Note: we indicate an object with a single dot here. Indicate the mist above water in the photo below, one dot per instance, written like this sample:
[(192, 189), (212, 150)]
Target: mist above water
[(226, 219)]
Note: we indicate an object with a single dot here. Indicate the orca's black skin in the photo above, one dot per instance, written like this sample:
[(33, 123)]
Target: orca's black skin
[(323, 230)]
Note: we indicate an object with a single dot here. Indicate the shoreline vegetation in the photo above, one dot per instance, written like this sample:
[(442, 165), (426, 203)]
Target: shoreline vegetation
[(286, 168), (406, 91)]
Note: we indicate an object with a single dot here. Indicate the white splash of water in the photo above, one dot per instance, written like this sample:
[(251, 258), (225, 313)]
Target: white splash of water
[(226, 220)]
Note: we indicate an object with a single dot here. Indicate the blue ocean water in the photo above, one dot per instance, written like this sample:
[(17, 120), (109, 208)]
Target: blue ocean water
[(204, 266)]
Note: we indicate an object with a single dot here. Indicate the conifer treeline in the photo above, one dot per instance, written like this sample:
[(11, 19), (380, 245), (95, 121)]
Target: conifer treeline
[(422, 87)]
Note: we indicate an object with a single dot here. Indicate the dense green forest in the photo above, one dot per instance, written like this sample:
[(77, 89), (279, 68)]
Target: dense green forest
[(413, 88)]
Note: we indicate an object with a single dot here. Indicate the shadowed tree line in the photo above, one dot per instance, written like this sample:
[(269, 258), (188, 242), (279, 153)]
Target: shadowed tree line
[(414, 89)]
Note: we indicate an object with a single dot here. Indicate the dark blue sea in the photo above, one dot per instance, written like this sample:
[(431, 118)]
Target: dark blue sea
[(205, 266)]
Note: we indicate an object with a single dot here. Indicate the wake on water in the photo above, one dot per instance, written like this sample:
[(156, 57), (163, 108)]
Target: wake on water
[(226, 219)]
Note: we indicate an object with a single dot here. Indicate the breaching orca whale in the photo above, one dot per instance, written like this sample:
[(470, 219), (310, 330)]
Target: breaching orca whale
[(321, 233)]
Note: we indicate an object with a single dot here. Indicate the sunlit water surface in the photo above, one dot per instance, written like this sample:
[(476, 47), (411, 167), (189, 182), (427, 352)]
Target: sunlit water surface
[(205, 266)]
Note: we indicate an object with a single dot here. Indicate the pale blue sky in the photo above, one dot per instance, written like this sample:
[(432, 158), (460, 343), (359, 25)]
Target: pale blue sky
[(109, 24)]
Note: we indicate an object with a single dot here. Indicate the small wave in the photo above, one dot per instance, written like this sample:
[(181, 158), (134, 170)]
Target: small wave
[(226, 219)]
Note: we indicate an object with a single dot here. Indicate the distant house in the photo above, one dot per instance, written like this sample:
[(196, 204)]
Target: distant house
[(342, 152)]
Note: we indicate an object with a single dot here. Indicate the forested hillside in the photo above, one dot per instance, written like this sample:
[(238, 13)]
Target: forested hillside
------
### PROBLEM TO SOLVE
Take the lines above and print them exactly.

### SOLUTION
Note: we indicate an object with a single dot here. Indicate the mist above water in the photo below, one dot per instance, written like this sample:
[(192, 189), (212, 150)]
Target: mist above water
[(226, 219)]
Note: we indicate an object with a single dot here. Indicate the orca's black skin in the photo above, one dot per instance, written like this sample:
[(33, 123)]
Target: orca's black skin
[(323, 230)]
Note: we indicate an object with a single dot here. Indicate the shoreline vegetation in the photo above, one dot per instance, written like this sample:
[(442, 165), (426, 203)]
Target: shoreline vegetation
[(286, 168), (406, 91)]
Note: we indicate an object with a single dot here. Indicate the white splash of water in the photo above, one dot per instance, written like this sample:
[(251, 258), (225, 313)]
Target: white splash of water
[(226, 220)]
Note: we indicate an object with a single dot here. Indicate the blue ocean water in the photo above, one dot per instance, written like this sample:
[(17, 120), (109, 208)]
Target: blue ocean water
[(204, 266)]
Note: we indicate an object with a single dot here. Indicate the conifer treeline in the photo above, one dot per instance, written like this sample:
[(11, 19), (380, 245), (95, 121)]
Target: conifer treeline
[(422, 87)]
Note: we indicate an object with a single dot here. Indicate the dense green forest in the photo above, one dot per instance, written like this sample:
[(77, 89), (279, 68)]
Target: dense green forest
[(413, 88)]
Note: we indicate an object with a single dot here. Indicate the shadowed tree line in the photo above, one dot per instance, written like this sample:
[(269, 258), (188, 242), (279, 153)]
Target: shadowed tree line
[(414, 89)]
Note: we indicate an object with a single dot here. Indicate the dark blue sea in the photo above, one dot per instance, written like this sample:
[(431, 118)]
Target: dark blue sea
[(205, 266)]
Note: we indicate an object with a single dot here. Indicate the wake on water in the photo above, one dot per instance, written like this sample:
[(156, 57), (163, 108)]
Target: wake on water
[(226, 219)]
Note: we indicate an object with a single dot here. Indicate the breaching orca whale in the photo above, one dot per instance, written like this sample:
[(470, 219), (310, 330)]
Target: breaching orca whale
[(321, 233)]
Note: we indicate an object with a single dot here. Indicate the sunlit water surface in the photo above, one dot per instance, written like this sample:
[(476, 47), (411, 167), (189, 182), (427, 352)]
Target: sunlit water surface
[(205, 266)]
Note: we indicate an object with a single dot here. Indicate the pale blue sky in the photo above, one dot per instance, written like this sample:
[(432, 158), (460, 343), (359, 25)]
Target: pale blue sky
[(109, 24)]
Note: we indicate an object with a single dot here. Indicate the small wave in the photo above, one dot per instance, written like this sample:
[(181, 158), (134, 170)]
Target: small wave
[(226, 219)]
Note: we indicate an object with a single dot here. Indicate the distant house in the photo above, one dot per instance, written like this sample:
[(196, 204)]
Target: distant house
[(342, 152)]
Note: we indicate an object with a single dot here. Indicate the forested hillside in the photo above, one dot per instance, written like this sample:
[(238, 13)]
Target: forested hillside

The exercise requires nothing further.